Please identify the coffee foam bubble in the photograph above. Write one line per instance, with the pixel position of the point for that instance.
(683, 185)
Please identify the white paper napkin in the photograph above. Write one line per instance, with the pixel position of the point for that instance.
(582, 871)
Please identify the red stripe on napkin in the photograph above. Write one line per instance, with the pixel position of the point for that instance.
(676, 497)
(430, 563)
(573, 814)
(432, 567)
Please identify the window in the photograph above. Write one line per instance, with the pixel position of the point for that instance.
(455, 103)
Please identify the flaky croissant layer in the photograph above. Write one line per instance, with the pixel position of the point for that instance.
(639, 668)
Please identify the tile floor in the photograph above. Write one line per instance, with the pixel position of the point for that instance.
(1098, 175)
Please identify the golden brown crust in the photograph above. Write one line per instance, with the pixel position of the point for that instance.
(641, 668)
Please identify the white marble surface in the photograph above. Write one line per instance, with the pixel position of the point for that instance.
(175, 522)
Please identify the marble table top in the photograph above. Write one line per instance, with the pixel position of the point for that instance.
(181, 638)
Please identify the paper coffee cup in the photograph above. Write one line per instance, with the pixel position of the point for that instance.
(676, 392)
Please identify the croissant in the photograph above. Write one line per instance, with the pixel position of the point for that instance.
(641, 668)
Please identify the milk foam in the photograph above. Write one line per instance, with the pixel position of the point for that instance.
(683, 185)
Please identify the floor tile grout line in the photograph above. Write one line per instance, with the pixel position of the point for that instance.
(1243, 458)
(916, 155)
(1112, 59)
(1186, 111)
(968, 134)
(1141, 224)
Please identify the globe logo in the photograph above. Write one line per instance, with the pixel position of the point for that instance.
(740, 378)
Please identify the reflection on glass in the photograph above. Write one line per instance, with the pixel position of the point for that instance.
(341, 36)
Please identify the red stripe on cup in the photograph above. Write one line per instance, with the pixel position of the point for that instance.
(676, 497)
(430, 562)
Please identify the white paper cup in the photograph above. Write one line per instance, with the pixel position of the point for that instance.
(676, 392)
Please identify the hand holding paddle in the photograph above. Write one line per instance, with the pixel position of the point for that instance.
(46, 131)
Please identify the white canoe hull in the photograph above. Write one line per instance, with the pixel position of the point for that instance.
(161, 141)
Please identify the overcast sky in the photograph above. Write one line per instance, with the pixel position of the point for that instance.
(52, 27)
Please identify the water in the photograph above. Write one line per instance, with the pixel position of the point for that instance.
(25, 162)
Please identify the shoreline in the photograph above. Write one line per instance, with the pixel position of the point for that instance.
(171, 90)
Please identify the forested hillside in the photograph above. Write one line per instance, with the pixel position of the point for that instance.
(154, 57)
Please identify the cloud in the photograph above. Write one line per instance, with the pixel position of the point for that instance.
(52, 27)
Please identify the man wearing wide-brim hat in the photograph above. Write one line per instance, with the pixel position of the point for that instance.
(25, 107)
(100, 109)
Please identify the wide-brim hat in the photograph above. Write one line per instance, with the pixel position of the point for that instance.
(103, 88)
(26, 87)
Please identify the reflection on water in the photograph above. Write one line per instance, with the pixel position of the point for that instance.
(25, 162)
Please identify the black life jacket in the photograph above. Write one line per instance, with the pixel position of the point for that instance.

> _What needs to be done_
Every single line of the listing must be retyped exactly.

> _Output for this exercise_
Please identify the coffee foam bubble in the photograph above. Write one line per instance, with the pixel position of the point for that instance.
(683, 185)
Please identify the white paper napkin in the photograph above. Write one line per instance, with the pixel position of the point for that instance.
(582, 871)
Please identify the red stripe on napkin in the photograph above. Write one line per instance, with the pixel position of the point for that instance.
(676, 497)
(430, 563)
(573, 814)
(432, 567)
Please identify the window in the photograph above. Write one line per instance, with the pixel position of the point for that instance.
(455, 103)
Please identify the flaky croissant layer in the photograph above. Write one line per instance, with the pixel position of the point for that instance.
(639, 668)
Please identify the tile floor in the photograph above. Write one line per instance, with the pixel position of the point for that instance.
(1098, 175)
Please identify the golden brown crust in the photograph above. Write one line per instance, with the pixel position of the point for that instance.
(641, 668)
Please identify the white marble surface in the photograph above. Write one line per instance, with the pixel position of the point for that instance.
(175, 522)
Please identify the marble table top in the photograph above. Write one line per instance, with the pixel position of the point for that instance.
(181, 638)
Please identify the paper coffee cup in the photograph above. Write one line per instance, with the pixel position of the point for that instance.
(676, 392)
Please identify the croissant in the photograph above. Write one line per instance, with the pixel position of the point for that instance.
(641, 668)
Please identify the milk foam in the photograph above. Write one line per instance, with the pixel position of the point for that instance.
(683, 185)
Please identify the floor tile grout line in the photograph above. Write one line per instance, with the pixel position of the point for that instance.
(1243, 458)
(916, 155)
(1112, 59)
(1186, 111)
(968, 134)
(1141, 224)
Please identify the globe logo in the photograph above. Write one line per instance, with the pixel position of the point for that instance.
(740, 378)
Please identify the reflection on glass in the photograph above. Write one line per instance, with the pixel position of the point for that instance.
(341, 36)
Please identify the red stripe on cup in the photograph above. Write one line per instance, with the pixel position of the point for that instance.
(676, 497)
(430, 562)
Please identify the white paper cup in the photograph above. Write one line per instance, with the pixel position of the point for that instance.
(676, 392)
Please identify the hand holding paddle in the photograph above. Write one line per instance, with the pixel position of the point for that instance.
(46, 131)
Please identify the white canoe hull in the photograph above. Write one line per instance, with the pixel position of the point for that instance.
(161, 141)
Please identify the overcast sky in the photograph above. Write one line per instance, with the pixel position of the point for that instance.
(52, 27)
Please identify the water in the photograph above. Write one line per instance, with the pixel position of the point for that instance.
(25, 162)
Please identify the shoreline in the photograph above. Write one line per instance, with the pixel position of the point for that instance.
(171, 90)
Please identify the forested hillside in the photograph above. Write one line per instance, with the pixel position of the point for that instance.
(154, 57)
Please identify the cloud in the photograph above. Write one line per instance, with the pixel position of the point for that instance.
(52, 27)
Please identify the man wearing wide-brim hat in the photograph above. Write one line per instance, with the pixel position of the point for that instance.
(25, 107)
(100, 109)
Please identify the wide-brim hat in the photograph above. Write one line per instance, with the pixel position of the point for that instance.
(103, 88)
(26, 87)
Please identify the reflection on water in the photograph above. Write one line per instance, with the pixel position of the point for that instance.
(25, 162)
Please identify the black life jacket in the photograph above. Write one line per instance, with the pixel position of the point for that instance.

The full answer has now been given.